» Data entries:
============

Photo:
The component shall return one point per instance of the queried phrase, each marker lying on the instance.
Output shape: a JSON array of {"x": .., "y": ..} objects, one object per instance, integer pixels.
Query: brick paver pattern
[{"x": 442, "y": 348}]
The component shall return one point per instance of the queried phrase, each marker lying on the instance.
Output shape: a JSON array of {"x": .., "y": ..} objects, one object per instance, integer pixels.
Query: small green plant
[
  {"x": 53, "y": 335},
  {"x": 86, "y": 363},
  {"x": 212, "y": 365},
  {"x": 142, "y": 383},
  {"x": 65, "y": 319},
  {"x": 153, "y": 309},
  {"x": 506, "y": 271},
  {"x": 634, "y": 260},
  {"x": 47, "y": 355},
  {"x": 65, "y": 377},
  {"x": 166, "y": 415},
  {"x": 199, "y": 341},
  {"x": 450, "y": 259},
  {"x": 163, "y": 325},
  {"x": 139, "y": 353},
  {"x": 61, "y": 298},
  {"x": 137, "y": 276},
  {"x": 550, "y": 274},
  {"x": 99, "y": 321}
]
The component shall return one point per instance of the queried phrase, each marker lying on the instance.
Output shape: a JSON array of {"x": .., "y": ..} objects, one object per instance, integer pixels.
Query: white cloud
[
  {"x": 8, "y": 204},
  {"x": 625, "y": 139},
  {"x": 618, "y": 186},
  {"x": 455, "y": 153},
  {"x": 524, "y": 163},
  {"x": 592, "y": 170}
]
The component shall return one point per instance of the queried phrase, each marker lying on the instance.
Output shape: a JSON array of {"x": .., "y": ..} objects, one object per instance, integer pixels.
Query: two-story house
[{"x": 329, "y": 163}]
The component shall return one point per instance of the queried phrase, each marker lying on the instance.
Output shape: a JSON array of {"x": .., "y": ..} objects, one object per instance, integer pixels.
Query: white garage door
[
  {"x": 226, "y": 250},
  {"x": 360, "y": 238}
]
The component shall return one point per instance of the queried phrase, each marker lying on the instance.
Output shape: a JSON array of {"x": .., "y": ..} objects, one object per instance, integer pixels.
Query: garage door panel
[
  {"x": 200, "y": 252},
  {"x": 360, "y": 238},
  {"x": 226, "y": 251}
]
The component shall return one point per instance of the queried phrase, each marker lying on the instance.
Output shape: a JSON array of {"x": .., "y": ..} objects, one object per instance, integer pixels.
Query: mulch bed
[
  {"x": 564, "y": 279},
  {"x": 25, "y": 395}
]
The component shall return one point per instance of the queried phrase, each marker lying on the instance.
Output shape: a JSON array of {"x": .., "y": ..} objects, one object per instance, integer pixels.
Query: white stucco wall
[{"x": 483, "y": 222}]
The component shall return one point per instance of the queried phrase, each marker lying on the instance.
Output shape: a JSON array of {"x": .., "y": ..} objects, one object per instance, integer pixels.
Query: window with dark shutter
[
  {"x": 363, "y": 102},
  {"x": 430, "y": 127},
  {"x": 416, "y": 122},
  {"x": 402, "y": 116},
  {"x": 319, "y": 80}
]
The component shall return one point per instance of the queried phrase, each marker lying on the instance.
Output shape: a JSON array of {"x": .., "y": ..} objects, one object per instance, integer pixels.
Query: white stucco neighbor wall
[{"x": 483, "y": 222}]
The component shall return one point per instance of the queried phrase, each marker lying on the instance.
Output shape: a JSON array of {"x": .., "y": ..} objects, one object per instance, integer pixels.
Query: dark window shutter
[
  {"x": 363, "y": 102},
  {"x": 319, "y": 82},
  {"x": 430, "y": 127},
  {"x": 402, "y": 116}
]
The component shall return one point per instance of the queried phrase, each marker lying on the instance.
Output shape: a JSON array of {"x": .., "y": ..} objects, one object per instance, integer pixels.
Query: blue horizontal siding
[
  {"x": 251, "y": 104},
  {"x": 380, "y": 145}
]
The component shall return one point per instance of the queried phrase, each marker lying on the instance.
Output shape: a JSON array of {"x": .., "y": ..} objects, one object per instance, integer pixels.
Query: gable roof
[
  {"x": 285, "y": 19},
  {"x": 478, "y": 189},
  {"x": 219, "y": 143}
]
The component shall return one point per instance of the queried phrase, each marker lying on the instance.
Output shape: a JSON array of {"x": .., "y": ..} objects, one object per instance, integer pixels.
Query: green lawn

============

» What the task requires: Reproduce the material verbatim, line by line.

» Right answer:
Photo:
The component shall return one point per instance of the queried phrase, each marker lying on the instance.
Output shape: a JSON array of {"x": .., "y": ..} objects, one object per instance, integer pixels.
Query: brick paver pattern
[{"x": 442, "y": 348}]
The component shall return one point per instance of the queried phrase, each marker lying on the instance.
Output shape: a JSON array of {"x": .., "y": ..} objects, one object per instance, integer pixels.
Query: small green plant
[
  {"x": 53, "y": 335},
  {"x": 86, "y": 363},
  {"x": 212, "y": 365},
  {"x": 142, "y": 383},
  {"x": 65, "y": 319},
  {"x": 153, "y": 309},
  {"x": 506, "y": 271},
  {"x": 634, "y": 260},
  {"x": 47, "y": 355},
  {"x": 65, "y": 377},
  {"x": 166, "y": 415},
  {"x": 199, "y": 341},
  {"x": 450, "y": 259},
  {"x": 163, "y": 325},
  {"x": 139, "y": 353},
  {"x": 61, "y": 298},
  {"x": 137, "y": 276},
  {"x": 550, "y": 274},
  {"x": 99, "y": 321}
]
The component shall return one point per instance of the queried phrase, each marker lying on the instance.
Output shape: a JSON array of {"x": .., "y": ..} objects, one object per instance, integer pixels.
Query: white cloud
[
  {"x": 8, "y": 204},
  {"x": 625, "y": 139},
  {"x": 618, "y": 186},
  {"x": 455, "y": 153},
  {"x": 524, "y": 163},
  {"x": 592, "y": 170}
]
The component shall return one point per instance of the queried phrase, each marker lying on the instance.
Output shape: a JSON array of {"x": .., "y": ..} objects, one object per instance, integer pixels.
Query: two-story house
[{"x": 329, "y": 163}]
The component shall return one point per instance of the queried phrase, each marker lying on the instance.
Output shape: a JSON array of {"x": .., "y": ..} objects, one object per instance, integer pixels.
Query: white garage door
[
  {"x": 226, "y": 250},
  {"x": 360, "y": 238}
]
The component shall return one point per instance of the queried phrase, each marker lying on the instance.
Output shape: a JSON array of {"x": .., "y": ..} objects, one object per instance, integer pixels.
Query: garage door panel
[
  {"x": 200, "y": 252},
  {"x": 360, "y": 238},
  {"x": 226, "y": 251}
]
The component shall return one point per instance of the queried phrase, each marker lying on the instance.
Output shape: a JSON array of {"x": .., "y": ..} objects, one object per instance, integer pixels.
Query: mulch bed
[
  {"x": 564, "y": 279},
  {"x": 25, "y": 395}
]
The component shall return one point per instance of the queried phrase, each marker lying on the instance.
Output shape: a JSON array of {"x": .., "y": ..} objects, one object per instance, integer pixels.
Query: white stucco wall
[{"x": 483, "y": 222}]
The component shall return one point per instance of the queried phrase, each marker lying on the instance.
Output shape: a JSON array of {"x": .., "y": ..} objects, one object per instance, integer pixels.
Query: window with dark shutter
[
  {"x": 363, "y": 102},
  {"x": 430, "y": 127},
  {"x": 416, "y": 122},
  {"x": 402, "y": 116},
  {"x": 319, "y": 80}
]
The component shall return one point per instance of the queried phrase, each marker lying on the instance.
Output shape: a JSON array of {"x": .., "y": ..} objects, one object per instance, integer pixels.
Query: white stucco neighbor wall
[{"x": 483, "y": 222}]
The component shall return one point per instance of the queried phrase, each marker lying on the instance.
Output shape: a JSON array of {"x": .., "y": ..} objects, one object per instance, integer pixels.
Query: dark window shutter
[
  {"x": 363, "y": 102},
  {"x": 319, "y": 82},
  {"x": 430, "y": 127},
  {"x": 402, "y": 116}
]
The component shall return one point per instance of the queried phrase, each marker lying on the instance.
Output shape: a JSON array of {"x": .., "y": ..} objects, one object per instance, integer pixels.
Query: blue horizontal siding
[
  {"x": 251, "y": 104},
  {"x": 380, "y": 145}
]
The component shall return one point per instance of the queried phrase, each marker lying on the instance.
Output shape: a JSON array of {"x": .., "y": ..} objects, one object per instance, integer pixels.
Query: gable roof
[
  {"x": 285, "y": 19},
  {"x": 478, "y": 189},
  {"x": 219, "y": 143}
]
The component shall return one point per instance of the queried phrase, each marker lying on the instance.
Output shape: a JSON array of {"x": .., "y": ..} objects, one object per instance, integer pixels.
Query: green lawn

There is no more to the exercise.